Uit te voeren taak:
Neem de regels ongewijzigd over, vanaf de regel met "[point] at the white lace" tot en met het einde van de records. Laat daarbij de afbeeldingen weg.

+--

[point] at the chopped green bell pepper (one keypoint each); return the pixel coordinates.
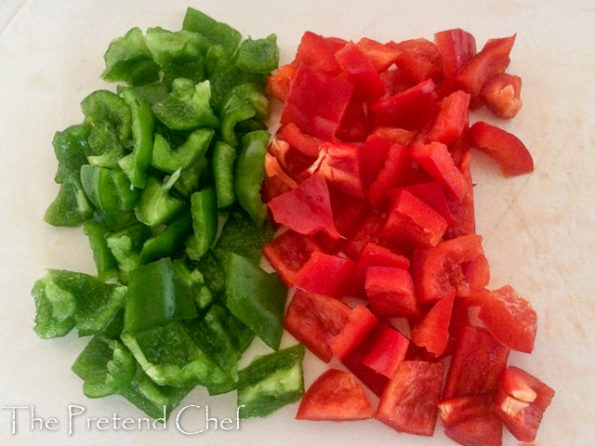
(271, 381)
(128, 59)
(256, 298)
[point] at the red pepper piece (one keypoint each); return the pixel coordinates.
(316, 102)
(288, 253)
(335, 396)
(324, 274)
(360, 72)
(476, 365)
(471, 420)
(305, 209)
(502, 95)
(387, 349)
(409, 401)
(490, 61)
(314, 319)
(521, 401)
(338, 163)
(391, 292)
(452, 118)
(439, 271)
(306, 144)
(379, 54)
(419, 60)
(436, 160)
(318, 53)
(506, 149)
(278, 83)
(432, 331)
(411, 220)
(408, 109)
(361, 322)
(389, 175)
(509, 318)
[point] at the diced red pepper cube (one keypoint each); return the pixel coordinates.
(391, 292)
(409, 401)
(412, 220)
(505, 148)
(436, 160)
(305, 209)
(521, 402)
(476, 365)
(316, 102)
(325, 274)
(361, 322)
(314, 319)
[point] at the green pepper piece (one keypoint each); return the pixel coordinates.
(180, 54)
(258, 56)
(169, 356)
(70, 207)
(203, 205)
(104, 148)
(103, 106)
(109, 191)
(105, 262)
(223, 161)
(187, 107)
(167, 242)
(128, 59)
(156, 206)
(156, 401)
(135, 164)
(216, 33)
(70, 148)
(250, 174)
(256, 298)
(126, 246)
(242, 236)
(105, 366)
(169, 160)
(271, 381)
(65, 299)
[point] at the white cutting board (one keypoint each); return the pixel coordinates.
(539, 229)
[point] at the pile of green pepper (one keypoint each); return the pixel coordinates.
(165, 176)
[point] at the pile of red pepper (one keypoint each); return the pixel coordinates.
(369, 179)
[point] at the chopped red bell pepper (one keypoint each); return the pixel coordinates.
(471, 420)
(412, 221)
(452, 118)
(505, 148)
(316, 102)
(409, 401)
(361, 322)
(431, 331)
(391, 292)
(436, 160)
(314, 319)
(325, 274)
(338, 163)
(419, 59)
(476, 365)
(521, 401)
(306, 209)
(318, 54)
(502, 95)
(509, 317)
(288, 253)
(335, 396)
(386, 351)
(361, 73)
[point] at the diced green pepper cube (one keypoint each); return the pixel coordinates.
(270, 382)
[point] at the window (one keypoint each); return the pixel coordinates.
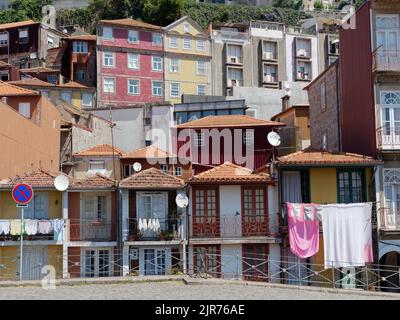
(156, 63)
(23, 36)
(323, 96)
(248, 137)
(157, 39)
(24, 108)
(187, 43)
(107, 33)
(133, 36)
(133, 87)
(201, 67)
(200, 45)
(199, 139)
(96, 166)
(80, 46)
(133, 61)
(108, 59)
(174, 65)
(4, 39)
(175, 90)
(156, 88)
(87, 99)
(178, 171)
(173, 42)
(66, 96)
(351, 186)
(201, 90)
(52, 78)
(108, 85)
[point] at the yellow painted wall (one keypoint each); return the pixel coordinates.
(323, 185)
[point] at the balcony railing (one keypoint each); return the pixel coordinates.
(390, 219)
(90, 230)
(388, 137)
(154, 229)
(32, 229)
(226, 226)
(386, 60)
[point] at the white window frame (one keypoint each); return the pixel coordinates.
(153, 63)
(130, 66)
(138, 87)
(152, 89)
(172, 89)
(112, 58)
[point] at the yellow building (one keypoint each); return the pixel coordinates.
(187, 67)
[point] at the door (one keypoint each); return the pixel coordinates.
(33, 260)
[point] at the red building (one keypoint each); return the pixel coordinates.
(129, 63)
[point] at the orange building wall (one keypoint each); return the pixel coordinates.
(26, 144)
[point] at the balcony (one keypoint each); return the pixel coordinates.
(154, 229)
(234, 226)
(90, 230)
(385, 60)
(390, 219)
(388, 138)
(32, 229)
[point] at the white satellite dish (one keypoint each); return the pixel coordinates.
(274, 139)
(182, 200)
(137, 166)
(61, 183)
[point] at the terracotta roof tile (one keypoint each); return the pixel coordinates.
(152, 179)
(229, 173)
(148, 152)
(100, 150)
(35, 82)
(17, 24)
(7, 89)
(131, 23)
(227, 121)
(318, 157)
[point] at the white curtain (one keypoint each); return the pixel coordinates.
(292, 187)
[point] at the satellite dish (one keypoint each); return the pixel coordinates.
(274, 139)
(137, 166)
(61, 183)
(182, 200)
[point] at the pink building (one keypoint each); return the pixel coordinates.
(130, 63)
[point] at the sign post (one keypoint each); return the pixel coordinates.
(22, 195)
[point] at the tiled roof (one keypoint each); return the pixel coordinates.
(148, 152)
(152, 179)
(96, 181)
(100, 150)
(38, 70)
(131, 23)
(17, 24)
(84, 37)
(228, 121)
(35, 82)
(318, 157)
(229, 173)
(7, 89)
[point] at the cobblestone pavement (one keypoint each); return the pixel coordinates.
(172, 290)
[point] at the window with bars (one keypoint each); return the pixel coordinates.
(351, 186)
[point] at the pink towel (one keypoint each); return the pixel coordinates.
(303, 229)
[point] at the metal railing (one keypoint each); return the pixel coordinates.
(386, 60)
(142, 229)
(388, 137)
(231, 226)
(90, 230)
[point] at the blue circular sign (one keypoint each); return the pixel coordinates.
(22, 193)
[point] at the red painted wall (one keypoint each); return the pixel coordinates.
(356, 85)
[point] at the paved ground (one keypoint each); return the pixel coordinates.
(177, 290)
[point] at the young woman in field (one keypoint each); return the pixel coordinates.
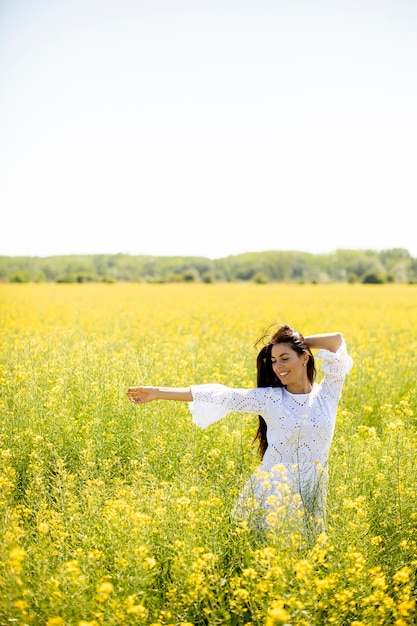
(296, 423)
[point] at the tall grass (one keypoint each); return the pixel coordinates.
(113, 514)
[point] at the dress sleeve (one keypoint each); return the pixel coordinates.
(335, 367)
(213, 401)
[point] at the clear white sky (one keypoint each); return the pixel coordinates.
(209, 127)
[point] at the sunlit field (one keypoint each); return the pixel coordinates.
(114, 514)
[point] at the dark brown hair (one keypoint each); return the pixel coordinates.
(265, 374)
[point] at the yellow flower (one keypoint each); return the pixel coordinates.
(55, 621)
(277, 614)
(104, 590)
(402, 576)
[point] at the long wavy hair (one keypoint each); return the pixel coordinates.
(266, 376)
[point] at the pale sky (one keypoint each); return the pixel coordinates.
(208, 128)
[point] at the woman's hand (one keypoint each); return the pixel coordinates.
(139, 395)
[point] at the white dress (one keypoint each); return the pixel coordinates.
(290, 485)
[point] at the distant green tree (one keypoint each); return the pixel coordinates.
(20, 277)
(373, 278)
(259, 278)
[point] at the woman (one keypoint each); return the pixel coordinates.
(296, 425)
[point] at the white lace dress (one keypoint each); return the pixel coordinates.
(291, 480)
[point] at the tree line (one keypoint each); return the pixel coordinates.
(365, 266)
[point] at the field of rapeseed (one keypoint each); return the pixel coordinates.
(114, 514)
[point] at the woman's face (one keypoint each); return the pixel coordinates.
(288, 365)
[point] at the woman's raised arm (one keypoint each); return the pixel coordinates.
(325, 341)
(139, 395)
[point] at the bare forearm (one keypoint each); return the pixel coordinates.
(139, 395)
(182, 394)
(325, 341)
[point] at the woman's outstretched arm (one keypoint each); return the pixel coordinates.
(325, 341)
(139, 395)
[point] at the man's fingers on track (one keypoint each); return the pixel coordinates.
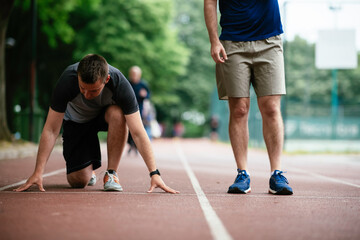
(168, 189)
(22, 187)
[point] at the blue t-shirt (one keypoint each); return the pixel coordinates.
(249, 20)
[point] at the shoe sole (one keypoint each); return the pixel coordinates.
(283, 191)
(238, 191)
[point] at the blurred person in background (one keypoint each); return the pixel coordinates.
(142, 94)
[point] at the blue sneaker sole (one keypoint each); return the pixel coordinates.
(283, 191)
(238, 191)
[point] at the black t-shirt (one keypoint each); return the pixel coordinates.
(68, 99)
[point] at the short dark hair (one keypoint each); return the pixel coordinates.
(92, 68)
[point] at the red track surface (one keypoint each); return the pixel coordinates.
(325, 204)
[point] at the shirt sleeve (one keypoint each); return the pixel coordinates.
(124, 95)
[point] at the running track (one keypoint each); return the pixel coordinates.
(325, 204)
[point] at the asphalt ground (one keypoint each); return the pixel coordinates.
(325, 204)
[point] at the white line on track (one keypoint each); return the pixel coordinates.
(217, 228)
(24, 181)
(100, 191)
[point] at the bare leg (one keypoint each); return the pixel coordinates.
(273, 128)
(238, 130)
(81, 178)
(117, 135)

+--

Resultaat:
[point] at the white lace dress (one keypoint each); return the pixel coordinates.
(291, 480)
[point] at the tree line (one keypoint each); return the pixel coordinates.
(365, 266)
[point] at the field of rapeseed (one keypoint each); return the pixel coordinates.
(114, 514)
[point] at the woman's face (one keypoint each); return the pixel coordinates.
(288, 365)
[point] at the woman's raised arm (one keypoint each); return the pixel coordinates.
(325, 341)
(139, 395)
[point] at the bare forearm (one keypoint each); return the pixel coordinates.
(139, 395)
(182, 394)
(325, 341)
[point] at the woman's outstretched arm (one keypoint each); return the pixel coordinates.
(325, 341)
(139, 395)
[point] at the man's fingers on track (one keypoint each); return the pixel coordinates.
(168, 189)
(22, 187)
[point] at the blue t-shirt (one keypoint each); return the pixel coordinates.
(249, 20)
[point] at the shoe sole (one keypoint each); return the pixel coordinates.
(283, 191)
(238, 191)
[point] at the blurred person in background (one keypoint each); return the pixel coordinates.
(142, 94)
[point] at the blue sneaker sole (one keypoint each); return the pixel coordinates.
(283, 191)
(238, 191)
[point] at the black t-shirt (one keypoint each); return the pixel coordinates.
(68, 99)
[point] at the short dark hair (one keypoint each); return the pixel coordinates.
(92, 68)
[point] at the red track surface (one keypoint each); return the pixel coordinates.
(325, 204)
[point] at the shirt sleeve (one keypoint each); return the pixel coordinates.
(124, 95)
[point] at the running track (one keypoint each); return the pixel coordinates.
(325, 204)
[point] at the asphalt ground (one keypoint each); return the pixel coordinates.
(325, 204)
[point] at the white line on track (one keypoint each); return the pixel coordinates.
(217, 228)
(24, 181)
(100, 191)
[point] at the bare leg (one keypoint each); return the pixel coordinates.
(273, 128)
(238, 130)
(81, 178)
(117, 135)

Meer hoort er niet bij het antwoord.